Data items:
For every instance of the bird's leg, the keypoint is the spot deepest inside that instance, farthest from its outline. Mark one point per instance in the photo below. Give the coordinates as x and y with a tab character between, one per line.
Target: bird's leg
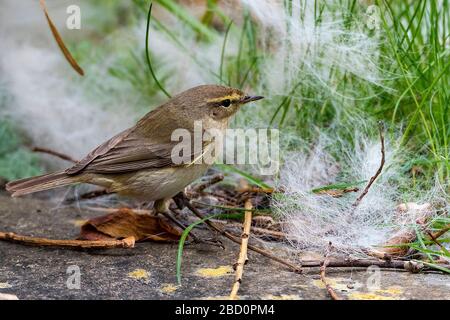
182	201
162	206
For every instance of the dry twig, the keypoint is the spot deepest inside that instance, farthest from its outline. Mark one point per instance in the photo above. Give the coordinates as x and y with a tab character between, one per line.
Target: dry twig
323	268
98	244
60	42
237	240
243	258
380	168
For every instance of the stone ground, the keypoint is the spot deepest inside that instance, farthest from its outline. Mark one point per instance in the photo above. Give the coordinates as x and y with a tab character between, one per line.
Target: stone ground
148	270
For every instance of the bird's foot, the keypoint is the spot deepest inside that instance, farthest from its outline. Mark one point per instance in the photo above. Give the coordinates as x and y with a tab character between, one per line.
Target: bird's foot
180	200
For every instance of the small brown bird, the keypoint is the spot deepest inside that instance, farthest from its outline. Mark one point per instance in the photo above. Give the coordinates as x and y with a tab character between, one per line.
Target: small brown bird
137	162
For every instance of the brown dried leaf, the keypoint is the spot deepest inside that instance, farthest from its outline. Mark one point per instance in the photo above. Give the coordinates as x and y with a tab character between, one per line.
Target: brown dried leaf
60	42
126	223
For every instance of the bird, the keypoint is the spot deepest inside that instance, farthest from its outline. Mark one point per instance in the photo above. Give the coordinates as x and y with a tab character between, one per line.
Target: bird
138	162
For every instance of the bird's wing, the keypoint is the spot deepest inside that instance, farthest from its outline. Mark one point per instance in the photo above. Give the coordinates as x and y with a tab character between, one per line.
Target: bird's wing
127	152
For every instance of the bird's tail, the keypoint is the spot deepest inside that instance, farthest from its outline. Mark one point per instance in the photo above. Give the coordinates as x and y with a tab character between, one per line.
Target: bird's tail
40	183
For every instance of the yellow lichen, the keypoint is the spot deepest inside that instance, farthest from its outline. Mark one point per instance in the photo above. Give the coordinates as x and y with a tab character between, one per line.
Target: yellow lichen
215	272
393	291
78	222
169	288
139	274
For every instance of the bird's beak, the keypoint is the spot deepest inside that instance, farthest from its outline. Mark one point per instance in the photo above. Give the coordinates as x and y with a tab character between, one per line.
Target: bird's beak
248	99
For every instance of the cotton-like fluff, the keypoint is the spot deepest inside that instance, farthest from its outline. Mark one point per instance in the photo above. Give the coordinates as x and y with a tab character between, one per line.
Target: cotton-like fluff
313	220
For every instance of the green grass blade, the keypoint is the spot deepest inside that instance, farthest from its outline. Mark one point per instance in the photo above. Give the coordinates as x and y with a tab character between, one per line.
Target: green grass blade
147	54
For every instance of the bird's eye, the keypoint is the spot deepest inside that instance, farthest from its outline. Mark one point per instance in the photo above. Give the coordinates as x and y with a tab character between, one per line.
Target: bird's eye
226	103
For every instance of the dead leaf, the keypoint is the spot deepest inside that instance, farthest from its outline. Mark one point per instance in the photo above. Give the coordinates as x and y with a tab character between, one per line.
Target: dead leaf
60	42
126	223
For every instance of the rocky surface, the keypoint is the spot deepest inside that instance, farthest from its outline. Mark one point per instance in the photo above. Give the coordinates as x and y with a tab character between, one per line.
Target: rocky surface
148	270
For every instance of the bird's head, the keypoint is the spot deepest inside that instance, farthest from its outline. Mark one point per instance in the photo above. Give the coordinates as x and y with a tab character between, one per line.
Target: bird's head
211	101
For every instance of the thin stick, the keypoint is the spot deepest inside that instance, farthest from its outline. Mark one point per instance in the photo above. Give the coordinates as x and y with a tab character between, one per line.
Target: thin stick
323	268
243	258
276	235
54	153
44	242
60	42
441	232
238	240
211	181
380	168
435	240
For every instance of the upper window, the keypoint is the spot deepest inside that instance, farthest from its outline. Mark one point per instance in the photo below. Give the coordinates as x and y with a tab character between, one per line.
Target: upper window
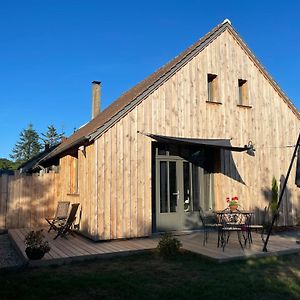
212	88
243	92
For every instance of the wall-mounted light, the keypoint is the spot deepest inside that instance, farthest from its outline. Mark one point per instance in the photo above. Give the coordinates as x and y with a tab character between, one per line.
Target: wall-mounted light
82	149
250	149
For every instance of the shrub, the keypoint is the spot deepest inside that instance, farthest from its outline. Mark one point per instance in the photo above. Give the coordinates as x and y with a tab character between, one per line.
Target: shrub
35	240
168	245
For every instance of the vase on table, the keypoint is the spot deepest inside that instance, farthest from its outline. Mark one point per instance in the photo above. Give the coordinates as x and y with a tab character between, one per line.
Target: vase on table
233	207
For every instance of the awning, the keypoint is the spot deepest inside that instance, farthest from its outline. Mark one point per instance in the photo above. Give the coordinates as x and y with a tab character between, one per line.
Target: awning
213	143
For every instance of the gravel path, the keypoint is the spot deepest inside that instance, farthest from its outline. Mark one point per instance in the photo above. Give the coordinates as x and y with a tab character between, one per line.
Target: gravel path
8	255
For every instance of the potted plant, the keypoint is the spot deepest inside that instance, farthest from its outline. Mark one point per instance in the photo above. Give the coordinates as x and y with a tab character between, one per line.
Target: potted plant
36	246
233	203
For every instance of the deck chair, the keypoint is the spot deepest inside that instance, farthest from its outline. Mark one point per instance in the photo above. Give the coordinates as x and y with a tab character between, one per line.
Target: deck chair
233	222
64	228
259	227
209	223
61	214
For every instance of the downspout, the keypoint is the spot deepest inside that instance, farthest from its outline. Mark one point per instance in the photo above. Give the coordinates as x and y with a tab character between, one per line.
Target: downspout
96	174
281	194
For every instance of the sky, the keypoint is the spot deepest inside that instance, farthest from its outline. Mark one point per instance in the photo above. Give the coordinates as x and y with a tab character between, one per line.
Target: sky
51	51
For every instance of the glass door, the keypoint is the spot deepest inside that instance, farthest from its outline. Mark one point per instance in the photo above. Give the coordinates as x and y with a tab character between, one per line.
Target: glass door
181	188
168	195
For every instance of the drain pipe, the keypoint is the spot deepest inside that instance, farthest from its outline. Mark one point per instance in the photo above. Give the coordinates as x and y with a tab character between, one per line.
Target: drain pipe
281	194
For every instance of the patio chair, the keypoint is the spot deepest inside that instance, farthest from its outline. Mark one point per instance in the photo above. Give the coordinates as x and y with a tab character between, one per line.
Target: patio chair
233	222
61	214
64	228
209	223
259	227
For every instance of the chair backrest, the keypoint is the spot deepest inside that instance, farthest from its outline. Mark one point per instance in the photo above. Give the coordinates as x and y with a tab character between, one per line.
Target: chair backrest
206	218
72	214
62	209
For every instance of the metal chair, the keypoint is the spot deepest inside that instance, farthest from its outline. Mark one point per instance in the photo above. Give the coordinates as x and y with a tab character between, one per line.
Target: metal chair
65	227
233	222
209	223
61	214
261	227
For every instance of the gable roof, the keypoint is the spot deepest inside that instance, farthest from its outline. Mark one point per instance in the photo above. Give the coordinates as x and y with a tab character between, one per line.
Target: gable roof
135	95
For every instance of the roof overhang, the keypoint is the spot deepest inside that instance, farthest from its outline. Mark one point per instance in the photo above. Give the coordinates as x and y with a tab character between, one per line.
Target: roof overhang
211	143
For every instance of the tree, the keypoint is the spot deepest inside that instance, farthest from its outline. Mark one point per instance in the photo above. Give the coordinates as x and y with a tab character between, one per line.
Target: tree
27	147
6	164
51	137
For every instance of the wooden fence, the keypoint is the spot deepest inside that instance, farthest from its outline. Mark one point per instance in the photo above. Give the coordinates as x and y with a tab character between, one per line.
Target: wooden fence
26	200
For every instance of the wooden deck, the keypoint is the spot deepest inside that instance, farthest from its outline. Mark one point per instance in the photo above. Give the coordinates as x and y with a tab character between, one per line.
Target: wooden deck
77	248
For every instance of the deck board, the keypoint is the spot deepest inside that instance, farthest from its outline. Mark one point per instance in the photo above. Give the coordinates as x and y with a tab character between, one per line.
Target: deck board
78	247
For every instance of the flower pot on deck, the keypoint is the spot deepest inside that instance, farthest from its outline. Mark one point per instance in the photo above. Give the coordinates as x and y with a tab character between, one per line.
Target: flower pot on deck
34	253
233	207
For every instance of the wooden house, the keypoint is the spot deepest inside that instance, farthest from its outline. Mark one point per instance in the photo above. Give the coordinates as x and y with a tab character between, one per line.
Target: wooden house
180	140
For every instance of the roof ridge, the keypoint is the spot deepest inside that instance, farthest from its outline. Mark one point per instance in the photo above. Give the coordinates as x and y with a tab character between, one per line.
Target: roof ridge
130	98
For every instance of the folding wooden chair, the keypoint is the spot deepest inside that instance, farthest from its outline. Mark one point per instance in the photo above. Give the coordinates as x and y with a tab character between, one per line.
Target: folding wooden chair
65	228
61	214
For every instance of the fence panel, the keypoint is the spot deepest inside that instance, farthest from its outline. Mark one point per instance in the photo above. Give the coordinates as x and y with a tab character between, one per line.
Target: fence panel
25	200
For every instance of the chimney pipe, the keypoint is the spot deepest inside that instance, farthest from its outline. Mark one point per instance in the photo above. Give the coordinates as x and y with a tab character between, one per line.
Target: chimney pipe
96	91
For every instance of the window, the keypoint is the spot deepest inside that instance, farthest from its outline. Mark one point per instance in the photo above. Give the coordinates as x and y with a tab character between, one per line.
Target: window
73	163
243	92
212	88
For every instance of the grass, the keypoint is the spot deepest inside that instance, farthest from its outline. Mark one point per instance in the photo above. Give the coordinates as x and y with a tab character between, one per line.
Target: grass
148	276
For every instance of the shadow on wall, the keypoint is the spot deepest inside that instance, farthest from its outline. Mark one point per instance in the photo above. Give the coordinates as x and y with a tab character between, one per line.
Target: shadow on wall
228	166
25	200
286	216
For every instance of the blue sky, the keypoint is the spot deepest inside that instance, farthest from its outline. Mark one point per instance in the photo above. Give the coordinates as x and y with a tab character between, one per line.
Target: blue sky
51	51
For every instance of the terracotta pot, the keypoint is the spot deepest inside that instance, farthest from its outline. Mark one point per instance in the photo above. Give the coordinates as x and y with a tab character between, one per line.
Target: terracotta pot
34	253
233	207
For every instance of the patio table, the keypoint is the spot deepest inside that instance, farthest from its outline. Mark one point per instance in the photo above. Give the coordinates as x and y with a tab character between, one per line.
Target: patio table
234	221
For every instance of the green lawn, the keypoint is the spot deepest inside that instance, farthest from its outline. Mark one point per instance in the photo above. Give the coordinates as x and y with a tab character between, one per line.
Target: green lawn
147	276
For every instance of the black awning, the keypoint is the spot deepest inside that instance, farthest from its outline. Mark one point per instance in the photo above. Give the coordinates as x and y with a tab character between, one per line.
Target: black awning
213	143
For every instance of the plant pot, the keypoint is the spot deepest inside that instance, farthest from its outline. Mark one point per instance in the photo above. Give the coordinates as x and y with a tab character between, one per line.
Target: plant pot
233	207
34	253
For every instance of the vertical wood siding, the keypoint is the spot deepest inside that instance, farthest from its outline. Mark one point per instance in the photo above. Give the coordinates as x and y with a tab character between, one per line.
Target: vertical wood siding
179	108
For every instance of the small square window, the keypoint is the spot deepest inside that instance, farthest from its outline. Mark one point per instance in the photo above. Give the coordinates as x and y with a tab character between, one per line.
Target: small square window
243	92
212	88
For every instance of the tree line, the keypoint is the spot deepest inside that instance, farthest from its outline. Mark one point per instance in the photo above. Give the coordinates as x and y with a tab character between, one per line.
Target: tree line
30	144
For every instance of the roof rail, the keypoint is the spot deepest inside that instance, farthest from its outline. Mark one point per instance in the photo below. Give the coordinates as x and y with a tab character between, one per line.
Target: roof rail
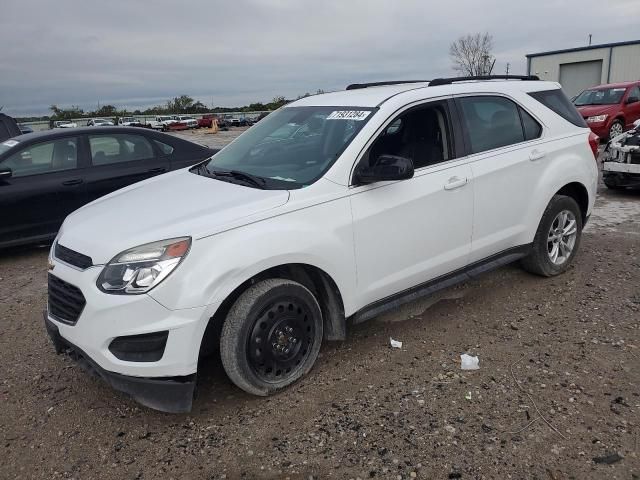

* _GOAL OF THE EXERCISE_: Only the lines with the string "rail" are wanted; pick them out of the records above and copy them.

* _EXPECTED ANSWER_:
For every instance of the roof rail, the keypoint is the spot deepest inside that instance, farthest from its outline. Mark one point per instance in the photo below. Give the coordinates as x and y with a tab character between, one per line.
Target: roof rail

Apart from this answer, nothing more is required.